**Exercise passage**
[Start of Attachment]
Create the “variables.tf” file in the Controller folder

variable "aws_region" {
  type    = string
  default = "us-west-1"
}

variable "key" {
  type    = string
  default = "Mykey" #be sure to update with the name of your EC2 Key pair for your region
}
variable "instance_type" {
  description = "Type of EC2 instance to use"
  type        = string
  default     = "t2.micro"
}
variable "environment" {
  description = "User selects environment"
  type        = string
  default     = "Test"
}
variable "your_name" {
  description = "Your Name?"
  type        = string
  default     = "Joe"
}

Create the file “bootstrap_controller.sh”

#!/bin/bash
sudo yum -y update
hostnamectl set-hostname Controller
sudo yum install unzip
sudo yum install -y awscli
sudo amazon-linux-extras list | grep ansible2
sudo amazon-linux-extras enable ansible2
sudo yum install -y ansible
aws s3 cp s3://your-bucket-name-ansible/WordPress /home/ec2-user/WordPress --recursive

Create the S3 Policy in the Controller folder

This will give our controller permission to copy files from our S3 bucket. Be sure to edit the ARN information to reflect the appropriate S3 bucket name for your deployment.

resource "aws_iam_policy" "copy-policy" {
  name        = "copy-anible-files"
  description = "IAM policy to allow copy files from S3 bucket"

  policy = <<EOF
{
  "Version": "2012-10-17",
  "Statement": [
    {
      "Effect": "Allow",
      "Action": ["s3:PutObject",
                "s3:GetObject",
                "s3:ListBucket"
[End of Attachment]
**Records shown**
[Start of Attachment]
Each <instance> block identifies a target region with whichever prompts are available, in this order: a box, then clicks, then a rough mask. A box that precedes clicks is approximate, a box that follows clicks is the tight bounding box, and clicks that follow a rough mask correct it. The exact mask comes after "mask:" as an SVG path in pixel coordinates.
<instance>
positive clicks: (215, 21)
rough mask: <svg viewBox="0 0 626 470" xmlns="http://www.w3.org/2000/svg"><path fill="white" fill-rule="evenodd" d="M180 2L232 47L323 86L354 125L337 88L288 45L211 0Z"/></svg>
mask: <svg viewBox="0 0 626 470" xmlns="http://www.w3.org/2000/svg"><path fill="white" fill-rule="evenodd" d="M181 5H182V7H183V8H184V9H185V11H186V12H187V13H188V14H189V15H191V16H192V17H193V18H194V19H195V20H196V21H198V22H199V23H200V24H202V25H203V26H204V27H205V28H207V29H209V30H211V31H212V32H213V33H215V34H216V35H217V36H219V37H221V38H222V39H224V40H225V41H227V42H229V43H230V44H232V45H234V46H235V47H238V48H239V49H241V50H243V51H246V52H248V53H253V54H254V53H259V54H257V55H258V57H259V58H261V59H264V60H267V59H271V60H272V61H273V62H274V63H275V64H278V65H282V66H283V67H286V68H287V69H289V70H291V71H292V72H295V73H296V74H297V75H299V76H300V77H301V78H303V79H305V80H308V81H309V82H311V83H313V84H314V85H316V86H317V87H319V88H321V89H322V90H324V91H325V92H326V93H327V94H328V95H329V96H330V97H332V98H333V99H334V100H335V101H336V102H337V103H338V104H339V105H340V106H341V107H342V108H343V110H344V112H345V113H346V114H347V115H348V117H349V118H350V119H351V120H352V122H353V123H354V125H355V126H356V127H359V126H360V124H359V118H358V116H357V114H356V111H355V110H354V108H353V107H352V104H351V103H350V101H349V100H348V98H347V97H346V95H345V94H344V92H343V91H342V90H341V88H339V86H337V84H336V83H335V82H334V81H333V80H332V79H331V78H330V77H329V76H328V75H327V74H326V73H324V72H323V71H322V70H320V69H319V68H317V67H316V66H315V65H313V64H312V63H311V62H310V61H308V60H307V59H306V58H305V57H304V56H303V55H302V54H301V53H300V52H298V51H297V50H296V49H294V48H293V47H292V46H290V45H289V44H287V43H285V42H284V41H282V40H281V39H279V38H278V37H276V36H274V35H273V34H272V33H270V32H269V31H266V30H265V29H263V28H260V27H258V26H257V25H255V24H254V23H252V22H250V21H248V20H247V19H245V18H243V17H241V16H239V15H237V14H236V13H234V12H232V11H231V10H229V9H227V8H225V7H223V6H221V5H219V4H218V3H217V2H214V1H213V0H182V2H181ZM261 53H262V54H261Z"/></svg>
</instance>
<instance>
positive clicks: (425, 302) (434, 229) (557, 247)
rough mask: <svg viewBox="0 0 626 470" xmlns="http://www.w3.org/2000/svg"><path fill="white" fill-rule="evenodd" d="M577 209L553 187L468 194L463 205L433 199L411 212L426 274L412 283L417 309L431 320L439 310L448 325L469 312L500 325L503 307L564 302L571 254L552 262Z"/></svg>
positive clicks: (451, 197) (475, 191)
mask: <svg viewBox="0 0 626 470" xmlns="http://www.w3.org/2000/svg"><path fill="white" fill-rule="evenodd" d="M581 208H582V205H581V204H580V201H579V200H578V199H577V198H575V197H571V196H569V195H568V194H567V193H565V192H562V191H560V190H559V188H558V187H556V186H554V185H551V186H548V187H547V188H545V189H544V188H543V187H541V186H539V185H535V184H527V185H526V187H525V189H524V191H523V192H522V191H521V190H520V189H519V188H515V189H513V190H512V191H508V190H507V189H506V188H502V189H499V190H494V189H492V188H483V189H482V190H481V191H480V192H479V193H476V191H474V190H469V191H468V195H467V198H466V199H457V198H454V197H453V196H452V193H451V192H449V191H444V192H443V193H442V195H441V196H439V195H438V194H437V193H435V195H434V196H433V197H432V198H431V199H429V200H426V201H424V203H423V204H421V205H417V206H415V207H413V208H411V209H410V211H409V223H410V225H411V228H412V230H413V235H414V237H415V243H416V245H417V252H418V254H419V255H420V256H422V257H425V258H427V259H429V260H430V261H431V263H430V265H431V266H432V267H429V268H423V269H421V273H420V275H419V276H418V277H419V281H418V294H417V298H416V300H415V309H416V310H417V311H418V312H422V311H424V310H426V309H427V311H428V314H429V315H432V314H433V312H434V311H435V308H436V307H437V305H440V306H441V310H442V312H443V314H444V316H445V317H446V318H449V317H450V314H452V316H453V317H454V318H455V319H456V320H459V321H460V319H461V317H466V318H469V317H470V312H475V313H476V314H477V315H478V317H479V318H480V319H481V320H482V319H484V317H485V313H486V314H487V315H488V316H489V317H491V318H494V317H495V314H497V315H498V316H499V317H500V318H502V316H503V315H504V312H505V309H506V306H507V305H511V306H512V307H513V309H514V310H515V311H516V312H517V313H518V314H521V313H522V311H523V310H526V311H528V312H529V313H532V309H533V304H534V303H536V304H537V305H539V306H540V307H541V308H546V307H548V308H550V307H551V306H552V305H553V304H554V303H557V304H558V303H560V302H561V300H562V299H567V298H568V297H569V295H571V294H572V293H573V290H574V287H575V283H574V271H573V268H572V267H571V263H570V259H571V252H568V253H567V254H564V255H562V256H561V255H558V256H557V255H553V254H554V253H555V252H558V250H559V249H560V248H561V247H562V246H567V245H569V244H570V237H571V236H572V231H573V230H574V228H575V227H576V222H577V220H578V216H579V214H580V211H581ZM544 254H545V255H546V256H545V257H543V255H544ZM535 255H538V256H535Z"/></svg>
[End of Attachment]
**Goal of the exercise**
Write out the Controller setup text from above in full, keeping every line, symbol, and comment the same.

**Task solution**
Create the “variables.tf” file in the Controller folder

variable "aws_region" {
  type    = string
  default = "us-west-1"
}

variable "key" {
  type    = string
  default = "Mykey" #be sure to update with the name of your EC2 Key pair for your region
}
variable "instance_type" {
  description = "Type of EC2 instance to use"
  type        = string
  default     = "t2.micro"
}
variable "environment" {
  description = "User selects environment"
  type        = string
  default     = "Test"
}
variable "your_name" {
  description = "Your Name?"
  type        = string
  default     = "Joe"
}

Create the file “bootstrap_controller.sh”

#!/bin/bash
sudo yum -y update
hostnamectl set-hostname Controller
sudo yum install unzip
sudo yum install -y awscli
sudo amazon-linux-extras list | grep ansible2
sudo amazon-linux-extras enable ansible2
sudo yum install -y ansible
aws s3 cp s3://your-bucket-name-ansible/WordPress /home/ec2-user/WordPress --recursive

Create the S3 Policy in the Controller folder

This will give our controller permission to copy files from our S3 bucket. Be sure to edit the ARN information to reflect the appropriate S3 bucket name for your deployment.

resource "aws_iam_policy" "copy-policy" {
  name        = "copy-anible-files"
  description = "IAM policy to allow copy files from S3 bucket"

  policy = <<EOF
{
  "Version": "2012-10-17",
  "Statement": [
    {
      "Effect": "Allow",
      "Action": ["s3:PutObject",
                "s3:GetObject",
                "s3:ListBucket"